▶ **PROBLEM DETAILS**
Retype the lines that begin with the one containing "At your earliest convenience, could you mark the sign" and continue through the one containing "xmin=452 ymin=639 xmax=671 ymax=699", both included, with no changes.

▶ **GIVEN RECORDS**
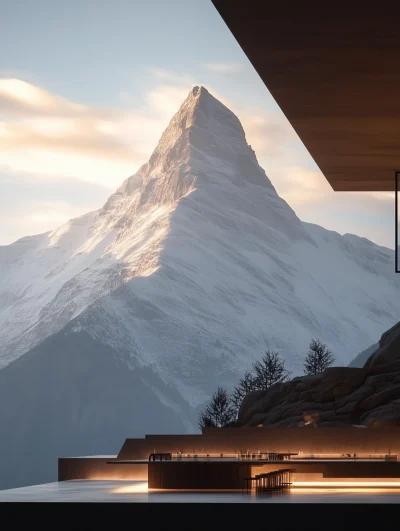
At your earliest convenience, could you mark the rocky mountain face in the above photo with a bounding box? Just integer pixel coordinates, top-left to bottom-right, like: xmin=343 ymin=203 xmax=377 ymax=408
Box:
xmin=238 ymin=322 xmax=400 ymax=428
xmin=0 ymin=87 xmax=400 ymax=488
--
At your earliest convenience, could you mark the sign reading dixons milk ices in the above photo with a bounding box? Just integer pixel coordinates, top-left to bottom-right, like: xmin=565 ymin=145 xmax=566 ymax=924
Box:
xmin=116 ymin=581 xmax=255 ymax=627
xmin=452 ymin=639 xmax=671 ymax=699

▶ **WRITTEN REPLY**
At your earliest convenience, could you mark the sign reading dixons milk ices in the above photo with a bounding box? Just integer pixel coordinates, top-left to bottom-right, like: xmin=565 ymin=145 xmax=566 ymax=924
Box:
xmin=116 ymin=581 xmax=255 ymax=627
xmin=452 ymin=639 xmax=671 ymax=699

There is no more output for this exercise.